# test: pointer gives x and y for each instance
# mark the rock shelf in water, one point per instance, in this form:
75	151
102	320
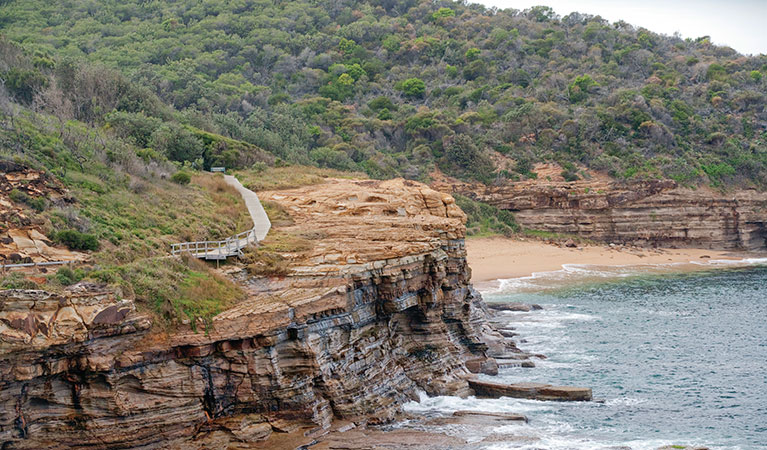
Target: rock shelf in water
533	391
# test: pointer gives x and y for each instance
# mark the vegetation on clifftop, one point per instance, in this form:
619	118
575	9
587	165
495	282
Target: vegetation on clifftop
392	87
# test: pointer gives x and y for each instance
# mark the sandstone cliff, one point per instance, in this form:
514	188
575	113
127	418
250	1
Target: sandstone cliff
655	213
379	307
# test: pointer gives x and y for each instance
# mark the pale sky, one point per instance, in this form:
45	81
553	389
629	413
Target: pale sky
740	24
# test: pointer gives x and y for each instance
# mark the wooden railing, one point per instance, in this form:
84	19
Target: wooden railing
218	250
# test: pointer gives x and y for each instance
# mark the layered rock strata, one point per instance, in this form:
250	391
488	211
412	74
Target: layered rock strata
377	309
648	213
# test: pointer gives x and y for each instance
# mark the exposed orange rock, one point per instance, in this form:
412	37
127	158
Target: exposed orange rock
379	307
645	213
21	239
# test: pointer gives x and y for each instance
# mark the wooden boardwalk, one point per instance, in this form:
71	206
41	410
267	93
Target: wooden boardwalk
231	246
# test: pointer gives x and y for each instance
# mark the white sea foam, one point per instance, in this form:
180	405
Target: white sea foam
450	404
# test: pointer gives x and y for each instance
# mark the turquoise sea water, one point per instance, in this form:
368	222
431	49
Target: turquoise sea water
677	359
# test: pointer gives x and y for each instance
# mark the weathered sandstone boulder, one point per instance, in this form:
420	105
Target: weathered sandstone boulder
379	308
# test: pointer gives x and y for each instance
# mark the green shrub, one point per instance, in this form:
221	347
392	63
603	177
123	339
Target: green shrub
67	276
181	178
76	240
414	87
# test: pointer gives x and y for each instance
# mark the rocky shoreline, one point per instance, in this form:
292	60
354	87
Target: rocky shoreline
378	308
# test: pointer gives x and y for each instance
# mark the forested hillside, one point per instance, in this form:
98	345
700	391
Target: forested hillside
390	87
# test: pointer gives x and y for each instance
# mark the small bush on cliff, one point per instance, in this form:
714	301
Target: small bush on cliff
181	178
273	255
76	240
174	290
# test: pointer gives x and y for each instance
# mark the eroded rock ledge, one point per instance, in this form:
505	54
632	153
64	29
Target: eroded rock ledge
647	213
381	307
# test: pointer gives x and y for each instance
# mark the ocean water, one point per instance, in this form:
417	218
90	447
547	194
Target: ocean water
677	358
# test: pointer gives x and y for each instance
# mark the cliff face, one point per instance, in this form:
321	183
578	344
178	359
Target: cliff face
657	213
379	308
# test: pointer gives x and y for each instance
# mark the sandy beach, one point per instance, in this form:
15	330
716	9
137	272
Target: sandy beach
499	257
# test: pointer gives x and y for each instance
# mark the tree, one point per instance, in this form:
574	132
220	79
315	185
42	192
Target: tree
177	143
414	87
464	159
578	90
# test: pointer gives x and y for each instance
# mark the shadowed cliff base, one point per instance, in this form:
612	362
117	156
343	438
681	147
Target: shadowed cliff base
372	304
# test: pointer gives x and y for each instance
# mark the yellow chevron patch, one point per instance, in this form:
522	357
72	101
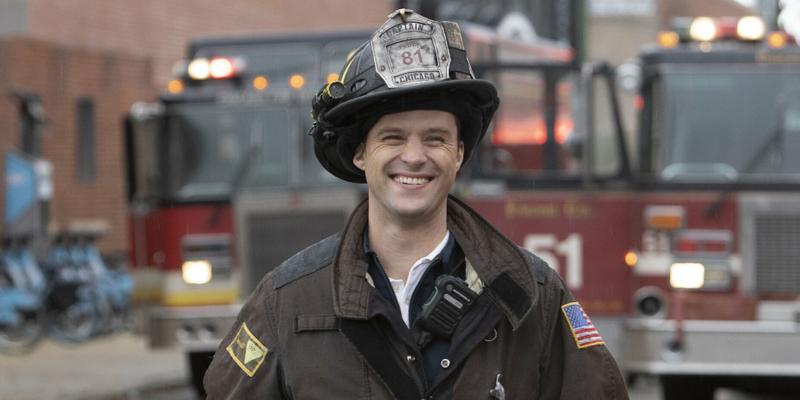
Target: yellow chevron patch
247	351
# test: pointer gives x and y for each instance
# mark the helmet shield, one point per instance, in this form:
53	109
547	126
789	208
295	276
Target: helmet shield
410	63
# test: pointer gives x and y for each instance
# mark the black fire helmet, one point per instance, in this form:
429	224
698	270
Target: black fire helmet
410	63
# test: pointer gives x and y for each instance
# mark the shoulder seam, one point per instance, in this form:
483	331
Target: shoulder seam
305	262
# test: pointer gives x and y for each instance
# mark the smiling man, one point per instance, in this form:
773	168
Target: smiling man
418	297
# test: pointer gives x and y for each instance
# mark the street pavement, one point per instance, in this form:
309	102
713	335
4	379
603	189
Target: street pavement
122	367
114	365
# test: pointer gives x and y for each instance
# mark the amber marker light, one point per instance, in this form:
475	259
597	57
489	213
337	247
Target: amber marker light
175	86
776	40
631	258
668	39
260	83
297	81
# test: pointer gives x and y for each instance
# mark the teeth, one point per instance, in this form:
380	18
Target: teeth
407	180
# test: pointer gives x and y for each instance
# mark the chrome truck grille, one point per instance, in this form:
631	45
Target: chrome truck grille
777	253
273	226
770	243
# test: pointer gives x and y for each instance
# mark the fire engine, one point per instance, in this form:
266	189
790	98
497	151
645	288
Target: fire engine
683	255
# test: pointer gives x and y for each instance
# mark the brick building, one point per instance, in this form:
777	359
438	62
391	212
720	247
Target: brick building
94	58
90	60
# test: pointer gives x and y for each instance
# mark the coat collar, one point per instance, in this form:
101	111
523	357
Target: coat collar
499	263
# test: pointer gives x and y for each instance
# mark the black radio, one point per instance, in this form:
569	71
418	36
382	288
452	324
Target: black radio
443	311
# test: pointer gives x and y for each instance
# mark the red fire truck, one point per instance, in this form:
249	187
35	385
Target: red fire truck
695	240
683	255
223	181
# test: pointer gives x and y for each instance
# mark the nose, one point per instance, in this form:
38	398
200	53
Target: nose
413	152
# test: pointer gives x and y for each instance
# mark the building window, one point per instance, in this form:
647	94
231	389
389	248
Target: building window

WORK REQUEST:
Please print the records above once more, word for word, omitting all pictures.

TASK OUTPUT:
# test: pointer gives x and y for each instance
# mark the rock shelf in water, one point per instance, in this form:
75	151
102	320
Target: rock shelf in water
533	391
# test: pointer gives x and y for each instance
# mark the vegetation on clifftop, one point per instance, in this form:
619	118
575	9
587	165
495	282
Target: vegetation on clifftop
392	87
# test: pointer gives x and y for each instance
# mark the sandstone cliff, one point per instance, in this form:
514	188
575	113
127	418
250	1
Target: sandstone cliff
655	213
379	307
# test: pointer gives x and y for each instance
# mark the pale sky, one point per instance, in this form:
45	81
553	389
629	413
Target: pale sky
740	24
# test: pointer gives x and y for each instance
# mark the wooden railing, one point per instance, in this form:
84	19
Target: wooden railing
218	250
# test: pointer gives x and y for each instance
# mark the layered rock strata, one point per instance, in this form:
250	391
488	211
412	74
Target: layered rock strata
377	309
648	213
# test: pointer gives x and y for each instance
# mark the exposed orange rock, one point per instance, in this form:
412	37
127	158
Target: exposed orange rock
379	307
645	213
21	239
# test: pointer gives x and y for each instance
# mark the wooden boardwalk, one point per instance, in this form:
71	206
41	410
267	93
Target: wooden boardwalk
231	246
# test: pointer gives x and y for each instance
# mark the white sea foam, one point per instance, in this form:
180	405
Target: white sea foam
450	404
# test: pointer gives x and y for each instance
# mark the turquoise sea water, one point per instance, in this form:
368	222
431	49
Target: turquoise sea water
677	359
# test: pointer gives x and y for each instance
# mark the weathered sandstone boulder, one point per instance, in this form:
420	105
Target: weathered sandstone boulder
379	308
# test: pointer gives x and y for each instance
# mark the green shrub, one point per instance, in this form:
221	347
392	63
603	177
123	339
Target: green shrub
67	276
181	178
76	240
414	87
# test: pointer gives x and y for each instance
# mark the rocky shoreline, one point per instance, in this form:
292	60
354	87
Target: rocky shoreline
378	308
# test: pointer gives x and y for each instance
# mark the forested hillside, one point per instance, in this form:
98	345
700	391
Target: forested hillside
390	87
# test: pointer gives x and y for each instance
# mark the small bush on cliff, one point per instance, in this form:
714	301
Target: small bush on cliff
181	178
273	255
76	240
174	290
# test: pointer gives x and y for each instance
# mark the eroded rock ledge, one point per instance, in this form:
505	54
632	153
64	29
Target: eroded rock ledge
647	213
381	307
# test: pointer gives x and y for each instance
# mark the ocean water, one point per instance, in this form:
417	218
90	447
547	194
Target: ocean water
677	358
# test: pointer gives x and y for each instance
# mark the cliff face, one point per instance, in this form:
321	183
578	344
178	359
Target: cliff face
657	213
379	308
# test: pointer gives x and y for each instance
# mark the sandy beach, one point per instance, in this form:
15	330
716	9
137	272
Target: sandy beach
499	257
# test: pointer gives x and y for each instance
# mark the tree, one point per instance, in this form:
574	132
220	79
315	185
42	192
Target: tree
177	143
414	87
464	159
578	90
# test: pointer gives x and y for each instance
# mark the shadowed cliff base, one point per instance, in this form:
612	362
117	156
343	438
681	147
Target: shadowed cliff base
372	304
# test: pointer gives x and y for each instance
# mark the yellow chevron patch, one point per instance, in this form:
522	357
72	101
Target: yellow chevron patch
247	351
# test: pointer gives x and y for each instance
# mark the helmet shield, one point per instance, in this form:
53	109
547	126
789	208
295	276
Target: helmet shield
410	63
# test: pointer gives x and y for each instance
# mark the black fire helmet, one point per instance, in this form:
429	224
698	270
Target: black fire helmet
410	63
# test: pointer gives x and y for each instance
# mark the shoulder seam, one point per instance, in this form:
483	331
Target: shoulder seam
305	262
# test: pointer gives x and y for each instance
# mark the smiling man, one point per instance, in this form:
773	168
Target: smiling man
418	297
# test: pointer gives x and y for each instance
# mark the street pavement, one point per instance, in this form:
309	102
713	335
4	379
603	189
Target: street pavement
122	367
114	365
# test: pointer gives x and y for each instance
# mark the amber marker light, one point per instance, in this form:
475	259
597	57
489	213
337	247
Target: amber marker light
175	86
776	40
631	258
668	39
260	83
297	81
# test: pointer gives x and y for each instance
# mark the teeth, one point per instance, in this form:
380	18
Target: teeth
407	180
# test: pointer gives x and y for each instance
# mark the chrome truck grille, one point per instance, in this form:
631	45
Target: chrome truck grille
777	253
273	226
770	243
# test: pointer gives x and y for each instance
# mark the fire engine, one point per instance, in this form:
266	189
790	98
497	151
645	288
Target: fire engine
683	255
# test: pointer gives x and y for each instance
# mark the brick building, one point per instance, in this form:
777	359
438	62
391	212
720	247
Target: brick building
94	58
90	60
# test: pointer gives x and y for each instance
# mark the coat collar, one point per instance, in this form:
101	111
523	357
Target: coat collar
499	263
# test: pointer gives x and y for each instance
# mark the black radio, one point per instance, in this form:
569	71
418	36
382	288
452	324
Target: black radio
443	311
# test: pointer gives x and y for each instance
# mark the red fire truck, one point per instance, in this form:
249	187
35	385
Target: red fire truck
695	240
683	255
223	181
# test: pointer gives x and y for each instance
# mark the nose, one point per instance, in this form:
38	398
200	53
Target: nose
413	152
# test: pointer gives x and y for each instance
# mark the building window, one point per instance, in this form:
647	94
231	389
389	248
Target: building window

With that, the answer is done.